Transaction-based trust will become the practical bridge between human sessions and autonomous action. The real control shift is away from static sign-in events and toward per-action evaluation, audit, and revocation. Programmes that can express that distinction cleanly will be better positioned for AI agents, digital IDs, and high-risk consumer authentication flows.
For practitioners
- Map digital ID reliance points Identify which onboarding, authentication, and high-risk transaction flows could accept portable digital credentials, then define assurance thresholds before integration. Use the same mapping to separate identity proof from step-up requirements.
- Inventory every fallback authentication path Document passwords, SMS OTP, help-desk resets, and recovery exceptions that still bypass passkeys. Treat those paths as the real control boundary until they are reduced or hardened.
- Redesign step-up for transaction risk Move from session-wide trust to per-action re-evaluation for sensitive transfers, privilege changes, and delegated approvals. Keep the step-up trigger tied to the risk of the transaction, not the user’s initial login.
- Model delegation for software actors Record which user actions can be executed later by agents or other non-human identities, then define revocation and audit requirements for that delegation chain. This is essential where AI agents can act on behalf of users.
Key takeaways
- 2026 authentication trends point to a broader digital trust model where IDs, passkeys, and agents all affect IAM design.
- The main governance risk is not adoption speed alone, but the fallback, recovery, and delegation paths that stay in place behind new authentication methods.
- IAM teams should prepare for transaction-level trust decisions because session-level authentication is no longer enough for mixed human and non-human access.
Standards & Framework Alignment
This section maps relevant standards and security frameworks to the operational risks and controls described in this guidance.
OWASP Agentic AI Top 10 and OWASP Non-Human Identity Top 10 address the attack and risk surface, while NIST SP 800-63, NIST Zero Trust (SP 800-207) and NIST CSF 2.0 set the governance and control requirements practitioners need to meet.
| Framework | Control / Reference | Relevance |
|---|---|---|
| NIST SP 800-63 | SP 800-63B | Passkeys and digital IDs are core digital identity topics in this article. |
| NIST Zero Trust (SP 800-207) | The article’s transaction-based trust model fits zero trust authentication thinking. | |
| NIST CSF 2.0 | PR.AC-1 | Identity proofing and access control are central to the article’s digital trust framing. |
| OWASP Agentic AI Top 10 | AI agents and delegated access appear as emerging authentication subjects. | |
| OWASP Non-Human Identity Top 10 | NHI-09 | The article’s AI agent and machine-to-machine trust discussion overlaps non-human identity governance. |
Model agent delegation, revocation, and audit as part of the authentication design, not an afterthought.
--- --- ---
- **GIVEN EXERCISE 1**: Return each line of the entries that contains the word "woman", matching case exactly.
The text and the entries have no connection to each other.
--- --- ---
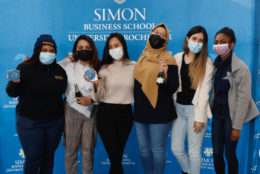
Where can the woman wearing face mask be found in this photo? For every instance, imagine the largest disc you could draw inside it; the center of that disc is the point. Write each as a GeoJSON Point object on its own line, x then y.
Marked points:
{"type": "Point", "coordinates": [230, 100]}
{"type": "Point", "coordinates": [192, 106]}
{"type": "Point", "coordinates": [114, 91]}
{"type": "Point", "coordinates": [154, 107]}
{"type": "Point", "coordinates": [40, 112]}
{"type": "Point", "coordinates": [80, 120]}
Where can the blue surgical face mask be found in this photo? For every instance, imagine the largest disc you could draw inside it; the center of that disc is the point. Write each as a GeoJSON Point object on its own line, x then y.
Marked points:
{"type": "Point", "coordinates": [47, 58]}
{"type": "Point", "coordinates": [195, 47]}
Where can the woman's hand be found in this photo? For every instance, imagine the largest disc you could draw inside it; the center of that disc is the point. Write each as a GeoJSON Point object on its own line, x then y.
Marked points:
{"type": "Point", "coordinates": [95, 83]}
{"type": "Point", "coordinates": [164, 67]}
{"type": "Point", "coordinates": [15, 81]}
{"type": "Point", "coordinates": [198, 127]}
{"type": "Point", "coordinates": [235, 135]}
{"type": "Point", "coordinates": [84, 101]}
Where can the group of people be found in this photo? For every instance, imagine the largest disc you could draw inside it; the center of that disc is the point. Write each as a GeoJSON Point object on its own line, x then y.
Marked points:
{"type": "Point", "coordinates": [181, 104]}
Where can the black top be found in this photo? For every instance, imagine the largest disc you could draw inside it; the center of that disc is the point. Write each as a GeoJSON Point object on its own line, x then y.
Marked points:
{"type": "Point", "coordinates": [40, 91]}
{"type": "Point", "coordinates": [221, 80]}
{"type": "Point", "coordinates": [186, 95]}
{"type": "Point", "coordinates": [165, 110]}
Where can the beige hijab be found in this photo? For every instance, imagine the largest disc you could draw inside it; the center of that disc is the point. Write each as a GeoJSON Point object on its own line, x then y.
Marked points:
{"type": "Point", "coordinates": [147, 67]}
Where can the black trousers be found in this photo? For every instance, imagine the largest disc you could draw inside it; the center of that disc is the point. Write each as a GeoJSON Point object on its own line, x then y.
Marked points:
{"type": "Point", "coordinates": [221, 141]}
{"type": "Point", "coordinates": [114, 123]}
{"type": "Point", "coordinates": [39, 141]}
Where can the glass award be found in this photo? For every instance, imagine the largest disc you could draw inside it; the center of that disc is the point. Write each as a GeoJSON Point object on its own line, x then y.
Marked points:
{"type": "Point", "coordinates": [91, 75]}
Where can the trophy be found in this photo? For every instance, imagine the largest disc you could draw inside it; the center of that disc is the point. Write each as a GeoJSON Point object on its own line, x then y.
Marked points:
{"type": "Point", "coordinates": [91, 75]}
{"type": "Point", "coordinates": [13, 74]}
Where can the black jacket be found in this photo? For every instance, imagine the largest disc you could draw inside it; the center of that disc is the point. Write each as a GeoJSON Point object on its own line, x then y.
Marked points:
{"type": "Point", "coordinates": [40, 91]}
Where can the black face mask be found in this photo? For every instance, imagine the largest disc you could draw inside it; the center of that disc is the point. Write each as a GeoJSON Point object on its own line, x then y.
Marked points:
{"type": "Point", "coordinates": [84, 55]}
{"type": "Point", "coordinates": [155, 41]}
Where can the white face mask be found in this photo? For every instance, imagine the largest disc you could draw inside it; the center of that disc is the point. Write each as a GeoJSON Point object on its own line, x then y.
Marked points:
{"type": "Point", "coordinates": [116, 53]}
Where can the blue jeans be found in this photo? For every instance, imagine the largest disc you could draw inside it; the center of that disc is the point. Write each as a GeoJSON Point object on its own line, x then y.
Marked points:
{"type": "Point", "coordinates": [39, 140]}
{"type": "Point", "coordinates": [182, 127]}
{"type": "Point", "coordinates": [152, 140]}
{"type": "Point", "coordinates": [221, 138]}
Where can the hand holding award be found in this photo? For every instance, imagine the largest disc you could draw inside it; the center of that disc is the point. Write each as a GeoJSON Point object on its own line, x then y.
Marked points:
{"type": "Point", "coordinates": [13, 75]}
--- --- ---
- **GIVEN EXERCISE 2**: In the authentication guidance, which fallback paths should practitioners document?

- **COMPLETE RESPONSE 1**:
Where can the woman wearing face mask be found in this photo? For every instance, imagine the largest disc you could draw inside it; the center of that disc is the point. Write each as a GeoJSON Point object on its own line, x then y.
Where can the woman's hand be found in this photo? For every instance, imagine the largest disc you could draw inside it; the center of that disc is the point. Write each as a GeoJSON Point object on its own line, x then y.

- **COMPLETE RESPONSE 2**: Passwords, SMS OTP, help-desk resets, and recovery exceptions that still bypass passkeys.